> **Data for this task**
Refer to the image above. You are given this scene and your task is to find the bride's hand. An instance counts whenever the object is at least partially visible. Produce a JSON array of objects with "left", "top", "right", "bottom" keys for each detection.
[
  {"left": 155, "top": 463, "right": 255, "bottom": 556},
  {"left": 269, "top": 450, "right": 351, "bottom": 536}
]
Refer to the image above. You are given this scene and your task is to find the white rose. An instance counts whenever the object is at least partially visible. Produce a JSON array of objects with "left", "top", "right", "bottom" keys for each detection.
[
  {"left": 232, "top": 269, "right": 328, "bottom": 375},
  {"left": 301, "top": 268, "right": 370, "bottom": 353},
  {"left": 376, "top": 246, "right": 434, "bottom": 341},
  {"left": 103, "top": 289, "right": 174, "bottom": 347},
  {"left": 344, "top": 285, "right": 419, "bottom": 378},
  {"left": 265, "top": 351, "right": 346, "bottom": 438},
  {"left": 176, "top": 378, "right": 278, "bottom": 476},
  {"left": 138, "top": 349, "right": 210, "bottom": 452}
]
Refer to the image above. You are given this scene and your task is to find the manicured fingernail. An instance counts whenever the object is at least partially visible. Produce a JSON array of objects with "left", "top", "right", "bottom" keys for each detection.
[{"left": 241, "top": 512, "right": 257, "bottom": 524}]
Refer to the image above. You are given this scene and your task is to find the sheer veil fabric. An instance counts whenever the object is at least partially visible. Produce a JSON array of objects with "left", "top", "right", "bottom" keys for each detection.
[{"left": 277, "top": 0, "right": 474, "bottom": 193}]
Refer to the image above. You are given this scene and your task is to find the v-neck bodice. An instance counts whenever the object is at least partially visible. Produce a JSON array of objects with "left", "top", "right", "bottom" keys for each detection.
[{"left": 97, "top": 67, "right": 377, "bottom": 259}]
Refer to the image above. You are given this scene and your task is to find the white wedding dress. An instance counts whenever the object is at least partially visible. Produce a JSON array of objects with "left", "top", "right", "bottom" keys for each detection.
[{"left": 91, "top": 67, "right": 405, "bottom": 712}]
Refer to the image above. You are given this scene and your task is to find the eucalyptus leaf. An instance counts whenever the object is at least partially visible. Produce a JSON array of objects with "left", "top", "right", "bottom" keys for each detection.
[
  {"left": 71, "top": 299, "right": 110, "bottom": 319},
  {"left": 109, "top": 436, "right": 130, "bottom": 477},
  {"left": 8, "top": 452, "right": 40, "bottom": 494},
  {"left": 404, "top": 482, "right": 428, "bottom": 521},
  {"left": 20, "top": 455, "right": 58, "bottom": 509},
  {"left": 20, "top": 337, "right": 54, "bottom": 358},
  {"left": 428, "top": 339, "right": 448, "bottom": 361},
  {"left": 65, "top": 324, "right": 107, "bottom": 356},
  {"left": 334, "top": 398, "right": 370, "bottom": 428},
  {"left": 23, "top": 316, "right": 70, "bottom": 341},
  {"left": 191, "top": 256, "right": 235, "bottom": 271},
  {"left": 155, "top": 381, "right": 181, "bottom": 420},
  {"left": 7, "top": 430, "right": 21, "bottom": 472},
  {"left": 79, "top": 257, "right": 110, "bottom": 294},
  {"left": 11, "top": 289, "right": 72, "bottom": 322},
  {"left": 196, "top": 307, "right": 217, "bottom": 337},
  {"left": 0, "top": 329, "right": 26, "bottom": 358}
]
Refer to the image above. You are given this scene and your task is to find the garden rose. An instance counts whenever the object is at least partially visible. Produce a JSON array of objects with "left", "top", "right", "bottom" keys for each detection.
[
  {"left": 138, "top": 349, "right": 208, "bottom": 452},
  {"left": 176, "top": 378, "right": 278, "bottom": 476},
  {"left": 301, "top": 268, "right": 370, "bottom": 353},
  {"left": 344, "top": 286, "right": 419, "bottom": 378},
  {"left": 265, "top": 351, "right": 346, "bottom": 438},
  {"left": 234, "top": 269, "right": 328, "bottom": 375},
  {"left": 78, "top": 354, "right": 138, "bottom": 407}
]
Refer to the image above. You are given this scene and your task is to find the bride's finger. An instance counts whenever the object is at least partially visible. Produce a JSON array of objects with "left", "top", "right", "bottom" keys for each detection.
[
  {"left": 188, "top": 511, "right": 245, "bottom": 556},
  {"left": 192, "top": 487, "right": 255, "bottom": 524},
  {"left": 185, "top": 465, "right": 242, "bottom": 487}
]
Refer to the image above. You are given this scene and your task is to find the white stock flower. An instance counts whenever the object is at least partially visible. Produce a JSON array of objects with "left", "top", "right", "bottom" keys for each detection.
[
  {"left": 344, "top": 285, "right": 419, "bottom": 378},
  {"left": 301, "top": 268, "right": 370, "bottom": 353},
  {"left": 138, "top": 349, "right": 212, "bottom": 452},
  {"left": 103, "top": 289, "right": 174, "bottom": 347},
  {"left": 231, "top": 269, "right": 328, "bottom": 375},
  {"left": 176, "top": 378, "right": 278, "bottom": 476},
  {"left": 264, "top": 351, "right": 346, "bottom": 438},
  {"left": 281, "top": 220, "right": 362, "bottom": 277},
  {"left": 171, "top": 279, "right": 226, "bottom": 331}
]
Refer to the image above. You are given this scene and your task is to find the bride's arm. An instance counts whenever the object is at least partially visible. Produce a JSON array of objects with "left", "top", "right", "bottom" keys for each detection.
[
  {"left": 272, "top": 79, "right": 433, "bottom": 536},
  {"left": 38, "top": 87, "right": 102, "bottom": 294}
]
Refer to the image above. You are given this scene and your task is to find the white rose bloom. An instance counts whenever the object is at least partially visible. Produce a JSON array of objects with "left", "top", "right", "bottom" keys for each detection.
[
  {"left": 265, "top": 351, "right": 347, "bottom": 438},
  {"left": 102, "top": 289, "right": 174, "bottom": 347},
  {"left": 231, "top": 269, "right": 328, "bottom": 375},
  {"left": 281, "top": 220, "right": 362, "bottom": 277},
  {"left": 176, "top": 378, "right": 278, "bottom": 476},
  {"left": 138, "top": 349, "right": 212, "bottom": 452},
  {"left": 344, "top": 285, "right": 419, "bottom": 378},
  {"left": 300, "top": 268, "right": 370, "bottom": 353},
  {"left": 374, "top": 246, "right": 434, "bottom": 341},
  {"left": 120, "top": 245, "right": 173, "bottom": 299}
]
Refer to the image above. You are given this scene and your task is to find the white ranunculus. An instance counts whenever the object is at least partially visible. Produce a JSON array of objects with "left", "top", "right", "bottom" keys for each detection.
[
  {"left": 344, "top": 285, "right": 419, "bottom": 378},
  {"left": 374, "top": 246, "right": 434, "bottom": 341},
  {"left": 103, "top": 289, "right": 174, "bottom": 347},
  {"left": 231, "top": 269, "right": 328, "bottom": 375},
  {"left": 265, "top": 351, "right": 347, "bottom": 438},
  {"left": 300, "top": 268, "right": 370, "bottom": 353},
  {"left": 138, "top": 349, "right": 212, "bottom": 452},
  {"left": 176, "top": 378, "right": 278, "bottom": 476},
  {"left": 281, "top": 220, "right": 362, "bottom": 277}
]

> **Given task**
Pick out each line in the data above that contains the word "bride", and copy those lines.

> **Solved problem**
Refer to the image above. You are given this scene and your task is to find the bride's hand. An instance counts whenever the object is at least partially visible. Produce a JSON array of objects with "left", "top", "right", "bottom" keys for each detection.
Refer to the image above. You are given this scene and your task is to find the bride's finger. An instance counts whenever the object is at least partially visible. Produce a JSON array of objects with "left", "top", "right", "bottom" keys for each detection.
Refer to the image above. You are given this scene and your task is to find the bride's arm. An instance counts whenever the object is at least partially visible. Produce a JSON array of objects with "left", "top", "right", "bottom" keys for each detection.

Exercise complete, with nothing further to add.